##### GIVEN DATA

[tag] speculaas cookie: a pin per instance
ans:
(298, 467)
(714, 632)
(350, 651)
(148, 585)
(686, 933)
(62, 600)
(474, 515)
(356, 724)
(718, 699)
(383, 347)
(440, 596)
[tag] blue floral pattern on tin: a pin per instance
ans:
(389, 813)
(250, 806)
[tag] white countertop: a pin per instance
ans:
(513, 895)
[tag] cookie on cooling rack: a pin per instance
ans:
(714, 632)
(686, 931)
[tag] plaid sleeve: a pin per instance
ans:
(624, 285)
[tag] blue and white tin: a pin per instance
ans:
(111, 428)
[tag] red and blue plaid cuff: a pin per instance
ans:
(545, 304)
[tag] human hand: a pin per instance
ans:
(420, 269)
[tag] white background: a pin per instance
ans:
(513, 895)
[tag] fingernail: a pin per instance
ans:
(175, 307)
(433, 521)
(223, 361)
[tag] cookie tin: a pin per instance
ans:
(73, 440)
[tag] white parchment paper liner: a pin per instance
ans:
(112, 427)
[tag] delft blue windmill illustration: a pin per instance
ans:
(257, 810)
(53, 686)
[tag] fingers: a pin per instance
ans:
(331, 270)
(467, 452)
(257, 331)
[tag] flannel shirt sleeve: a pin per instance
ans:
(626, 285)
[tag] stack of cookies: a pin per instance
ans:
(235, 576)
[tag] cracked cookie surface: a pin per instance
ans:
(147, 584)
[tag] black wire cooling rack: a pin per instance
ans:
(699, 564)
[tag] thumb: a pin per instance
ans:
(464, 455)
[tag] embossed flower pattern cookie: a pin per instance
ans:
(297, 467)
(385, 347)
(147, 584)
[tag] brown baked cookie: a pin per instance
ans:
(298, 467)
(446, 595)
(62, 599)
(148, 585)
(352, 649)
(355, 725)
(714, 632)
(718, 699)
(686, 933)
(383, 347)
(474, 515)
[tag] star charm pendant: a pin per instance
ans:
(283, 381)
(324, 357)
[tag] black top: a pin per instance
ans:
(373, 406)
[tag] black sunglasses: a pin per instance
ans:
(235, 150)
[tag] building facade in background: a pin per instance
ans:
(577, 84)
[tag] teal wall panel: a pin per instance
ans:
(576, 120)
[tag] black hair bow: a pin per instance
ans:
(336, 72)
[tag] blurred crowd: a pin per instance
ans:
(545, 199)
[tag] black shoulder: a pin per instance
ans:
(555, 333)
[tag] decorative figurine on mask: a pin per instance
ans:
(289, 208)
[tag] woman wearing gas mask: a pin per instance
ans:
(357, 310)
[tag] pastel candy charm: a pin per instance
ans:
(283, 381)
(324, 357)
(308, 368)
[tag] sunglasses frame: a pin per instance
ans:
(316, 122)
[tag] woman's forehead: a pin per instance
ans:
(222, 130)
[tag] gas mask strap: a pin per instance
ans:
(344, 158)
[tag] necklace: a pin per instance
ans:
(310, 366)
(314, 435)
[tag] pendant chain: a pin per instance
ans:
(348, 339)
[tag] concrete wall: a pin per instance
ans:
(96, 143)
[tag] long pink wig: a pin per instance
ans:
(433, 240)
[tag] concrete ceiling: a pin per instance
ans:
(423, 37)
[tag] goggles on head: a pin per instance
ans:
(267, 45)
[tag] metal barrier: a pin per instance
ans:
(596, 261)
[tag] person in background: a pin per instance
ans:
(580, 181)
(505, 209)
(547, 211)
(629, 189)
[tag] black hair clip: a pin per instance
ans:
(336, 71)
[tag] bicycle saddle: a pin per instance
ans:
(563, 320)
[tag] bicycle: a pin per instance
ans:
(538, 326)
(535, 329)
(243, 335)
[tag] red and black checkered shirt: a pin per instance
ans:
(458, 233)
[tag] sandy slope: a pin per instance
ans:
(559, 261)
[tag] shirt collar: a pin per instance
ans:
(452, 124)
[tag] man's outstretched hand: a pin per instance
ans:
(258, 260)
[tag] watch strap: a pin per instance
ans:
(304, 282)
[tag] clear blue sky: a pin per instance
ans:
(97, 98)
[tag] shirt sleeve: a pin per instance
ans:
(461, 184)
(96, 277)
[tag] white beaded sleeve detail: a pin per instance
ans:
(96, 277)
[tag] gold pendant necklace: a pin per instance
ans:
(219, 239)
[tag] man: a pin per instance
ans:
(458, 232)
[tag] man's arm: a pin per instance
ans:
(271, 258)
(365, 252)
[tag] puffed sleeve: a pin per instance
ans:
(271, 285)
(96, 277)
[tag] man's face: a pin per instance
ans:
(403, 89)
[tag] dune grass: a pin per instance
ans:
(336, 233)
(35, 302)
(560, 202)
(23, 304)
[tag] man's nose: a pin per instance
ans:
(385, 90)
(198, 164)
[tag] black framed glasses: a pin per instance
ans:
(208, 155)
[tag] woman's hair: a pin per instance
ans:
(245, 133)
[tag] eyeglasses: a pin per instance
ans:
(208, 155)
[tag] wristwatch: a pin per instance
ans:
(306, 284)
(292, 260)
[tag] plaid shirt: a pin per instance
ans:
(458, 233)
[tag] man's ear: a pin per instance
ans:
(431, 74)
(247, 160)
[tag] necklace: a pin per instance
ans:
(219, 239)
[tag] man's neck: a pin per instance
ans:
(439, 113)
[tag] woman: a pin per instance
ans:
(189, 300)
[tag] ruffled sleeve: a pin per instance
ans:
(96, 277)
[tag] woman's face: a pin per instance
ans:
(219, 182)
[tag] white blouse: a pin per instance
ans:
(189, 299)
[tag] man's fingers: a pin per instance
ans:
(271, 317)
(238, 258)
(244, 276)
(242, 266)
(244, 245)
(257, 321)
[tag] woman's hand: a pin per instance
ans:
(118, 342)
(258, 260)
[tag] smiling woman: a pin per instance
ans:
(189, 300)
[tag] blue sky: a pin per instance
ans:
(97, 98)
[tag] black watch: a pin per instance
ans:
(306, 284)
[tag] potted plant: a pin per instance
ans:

##########

# [WHAT YOU SHOULD DO]
From the listing above, extract all records word for word.

# [WRITTEN REPLY]
[tag] speculaas cookie: a pin per instance
ans:
(298, 467)
(714, 632)
(350, 651)
(148, 585)
(686, 933)
(62, 600)
(474, 515)
(356, 724)
(718, 699)
(383, 347)
(440, 596)
[tag] blue floral pattern on tin: a pin per instance
ans:
(389, 813)
(250, 806)
[tag] white countertop: a pin per instance
ans:
(513, 895)
[tag] cookie on cooling rack: a pin per instance
ans:
(714, 632)
(686, 931)
[tag] plaid sleeve: a pin per instance
ans:
(624, 285)
[tag] blue and white tin: a pin per instance
ans:
(111, 428)
[tag] red and blue plaid cuff: a pin per instance
ans:
(545, 304)
[tag] human hand: a pin per instance
ans:
(420, 269)
[tag] white background: a pin per instance
ans:
(513, 895)
[tag] fingernail: a pin per instance
ans:
(175, 307)
(433, 521)
(223, 361)
[tag] cookie tin: a pin per instance
ans:
(73, 440)
[tag] white parchment paper liner: a pin per instance
ans:
(112, 427)
[tag] delft blue windmill illustration: a pin per instance
ans:
(257, 810)
(53, 686)
[tag] fingers: a pin per instance
ans:
(331, 270)
(467, 452)
(257, 331)
[tag] flannel shirt sleeve: a pin per instance
ans:
(626, 285)
[tag] stack of cookies: a pin per instance
ans:
(235, 576)
[tag] cracked cookie surface: a pin per instance
ans:
(147, 584)
[tag] black wire cooling rack: a pin per instance
ans:
(699, 564)
[tag] thumb: a pin per instance
ans:
(464, 455)
[tag] embossed flower pattern cookie: a pin per instance
ans:
(297, 467)
(385, 347)
(147, 584)
[tag] brown baked cookie: a pin per instance
ans:
(298, 467)
(446, 595)
(62, 599)
(148, 585)
(352, 649)
(355, 725)
(714, 632)
(718, 699)
(686, 933)
(383, 347)
(474, 515)
[tag] star charm pendant: a pin per instance
ans:
(283, 381)
(324, 357)
[tag] black top: a pin per instance
ans:
(373, 406)
[tag] black sunglasses: a pin per instance
ans:
(235, 150)
[tag] building facade in background: a pin per instance
ans:
(577, 84)
[tag] teal wall panel: a pin per instance
ans:
(576, 120)
[tag] black hair bow: a pin per instance
ans:
(336, 72)
[tag] blurred crowd: a pin per instance
ans:
(545, 199)
[tag] black shoulder: a pin per instance
ans:
(555, 333)
[tag] decorative figurine on mask: a pin per instance
ans:
(289, 208)
[tag] woman wearing gas mask: a pin per instance
ans:
(357, 310)
[tag] pastel candy charm: a pin per instance
ans:
(283, 381)
(324, 357)
(308, 368)
[tag] sunglasses frame: a pin per instance
ans:
(316, 122)
[tag] woman's forehead: a pin per instance
ans:
(222, 130)
[tag] gas mask strap: a pin per instance
ans:
(344, 158)
[tag] necklace: a pin per instance
ans:
(310, 366)
(314, 435)
[tag] pendant chain: a pin per instance
ans:
(348, 339)
[tag] concrete wall: a pin per instance
ans:
(96, 143)
[tag] long pink wig: a pin per instance
ans:
(433, 240)
[tag] concrete ceiling: a pin per instance
ans:
(423, 37)
[tag] goggles on head: a pin per instance
ans:
(267, 45)
[tag] metal barrier: a pin per instance
ans:
(596, 261)
[tag] person in background: a pin per instance
ans:
(580, 181)
(505, 209)
(547, 211)
(629, 189)
[tag] black hair clip: a pin per instance
ans:
(336, 71)
[tag] bicycle saddle: a pin per instance
ans:
(563, 320)
[tag] bicycle: a pin per instance
ans:
(538, 326)
(535, 329)
(243, 335)
[tag] red and black checkered shirt: a pin per instance
ans:
(458, 233)
[tag] sandy slope: a pin per instance
ans:
(559, 261)
[tag] shirt collar: a pin per instance
ans:
(452, 124)
[tag] man's outstretched hand: a pin per instance
ans:
(258, 260)
[tag] watch strap: a pin per instance
ans:
(304, 282)
[tag] clear blue sky: a pin per instance
ans:
(97, 98)
[tag] shirt sleeve: a pin per instance
ans:
(461, 184)
(96, 277)
[tag] white beaded sleeve detail: a pin per instance
ans:
(96, 277)
[tag] gold pendant necklace: a pin per instance
ans:
(219, 239)
[tag] man: a pin per instance
ans:
(458, 232)
[tag] man's arm: a pin per instance
ans:
(271, 258)
(365, 252)
[tag] puffed sleeve: a pin per instance
ans:
(271, 285)
(96, 277)
[tag] man's face: a pin per instance
ans:
(403, 89)
[tag] dune grass: a pin per instance
ans:
(336, 233)
(35, 302)
(560, 202)
(23, 304)
[tag] man's nose: a pin per instance
ans:
(385, 90)
(198, 164)
[tag] black framed glasses: a pin per instance
ans:
(208, 155)
[tag] woman's hair: a pin per instance
ans:
(245, 133)
[tag] eyeglasses: a pin per instance
ans:
(208, 155)
[tag] wristwatch: a pin per instance
ans:
(306, 284)
(292, 260)
[tag] plaid shirt: a pin per instance
ans:
(458, 233)
[tag] man's ear: a pin per instance
ans:
(431, 74)
(247, 160)
[tag] necklace: a pin per instance
ans:
(219, 239)
[tag] man's neck: a pin per instance
ans:
(439, 113)
[tag] woman: a pin per instance
ans:
(189, 300)
[tag] ruffled sleeve: a pin per instance
ans:
(96, 277)
[tag] woman's face: a pin per instance
ans:
(219, 182)
[tag] white blouse: a pin per instance
ans:
(189, 299)
[tag] man's fingers: a pin per instance
ans:
(271, 317)
(238, 258)
(244, 276)
(242, 266)
(244, 245)
(257, 321)
[tag] woman's hand: a pin per instance
ans:
(118, 342)
(258, 260)
[tag] smiling woman: a pin per instance
ans:
(189, 300)
[tag] blue sky: a pin per instance
ans:
(97, 98)
[tag] black watch: a pin per instance
ans:
(306, 284)
[tag] potted plant: a pin per instance
ans:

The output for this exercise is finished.